Diga di Vetto, Lino Franzini:

Oggi 22 marzo si celebra la Giornata mondiale dell’acqua, bene primario che sta diventando sempre meno scontato e che inizia a destare preoccupazioni nel prossimo futuro, in cui la situazione climatica diventerà sempre più imprevedibile con l’alternarsi di periodi di forte siccità e altri con pesanti rovesci. Tanti abitanti hanno già provato sulla loro pelle le conseguenze, come quelli di Lentigione, che hanno vissuto l’alluvione dell’Enza del 12 dicembre 2017, causa di oltre 100 milioni di euro di danni e più di mille sfollati, e come quelli di Parma, coinvolti nell’alluvione del Baganza nell’ottobre 2014, che ha causato altrettanti milioni di danni. Situazioni che si teme possano solo peggiorare, e in quest’ottica si rendono necessari interventi per mettere il più possibile in sicurezza il territorio e i suoi cittadini.

È in questo frangente che si presenta la Diga di Vetto: già dal 1800 si pensava di realizzarla, ma si credette che i tempi non fossero maturi. Venne quindi progettata alla fine degli anni 80, ma vide la luce per brevissimo tempo, dato che i lavori furono presto sospesi; essa prevedeva un invaso di 100 milioni di metri cubi d’acqua, da utilizzare sia per irrigare i campi che nei rubinetti casalinghi. Della diga ne parliamo quindi con il Geometra Lino Franzini, Presidente della Municipalità di Ramiseto e del Comitato per la Diga di Vetto, che ha dedicato parte della sua vita alla promozione di quest’opera e ce ne ha spiegati i dettagli.

Della diga di Vetto ormai se ne parla da oltre 30 anni, quali sono i motivi per cui non sono ancora partiti i lavori?

Negli anni ’70 il ministro dell’Agricoltura Giovanni Marcora, parmense, propose il progetto, e nell’ottobre del 1988 partirono i lavori di costruzione della Diga di Vetto, grazie al primo finanziamento CIPE (Comitato Ministeriale per la Programmazione Economica) di 30 miliardi di vecchie lire. Il Progetto era stato redatto dalla Società di Ingegneria Claudio Marcello di Milano, allora la più importante nel campo di Progettazione Dighe. La redazione del Progetto esecutivo gli era stata commissionata dal Consorzio delle Bonifiche Reggiane Bentivoglio con sede in Gualtieri di Reggio Emilia. Nell’agosto del 1989 le Lontresi schierarono contro la Diga, mosse da gruppi ambientalisti per la protezione delle lontre presenti nell’Enza; viste le contestazioni il Ministero dell’Ambiente fece sospendere i lavori e chiese il VIA, Valutazione di Impatto Ambientale, documento diventato obbligatorio ma che non lo era quando iniziarono i lavori. Una volta redatto e approvato i lavori non sono mai ripartiti, nonostante la loro crescente importanza.

● La richiesta:
Riguardo al testo sulla diga di Vetto, rispondi per favore:
(a) Quanti metri cubi d'acqua prevedeva l'invaso della diga?
(b) In quale mese e anno partirono i lavori di costruzione?
(c) Quale società redasse il progetto della diga?
Il materiale non ha alcun ruolo in questo compito.

● Dati registrati:
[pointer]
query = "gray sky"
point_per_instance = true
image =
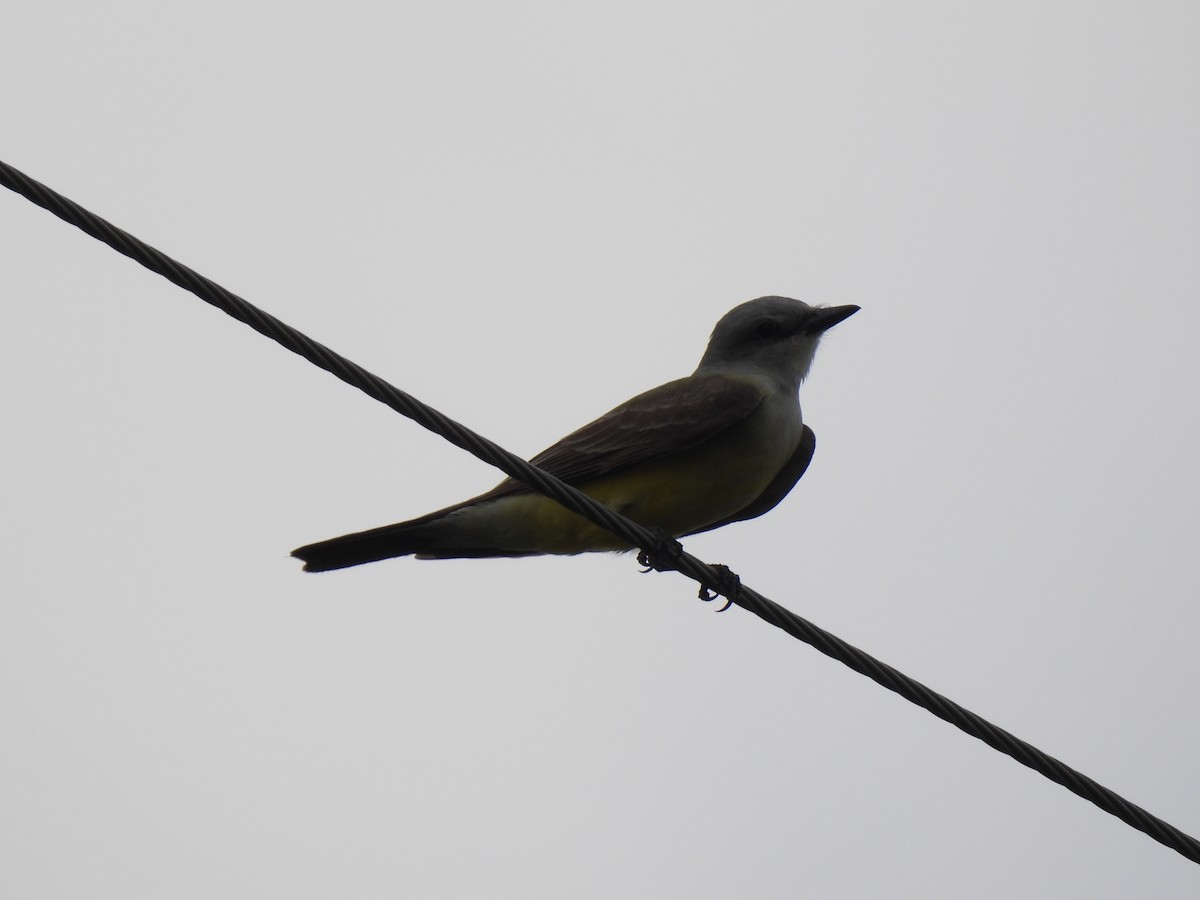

● Risposta completa:
(a) 100 milioni di metri cubi.
(b) Nell'ottobre del 1988.
(c) La Società di Ingegneria Claudio Marcello di Milano.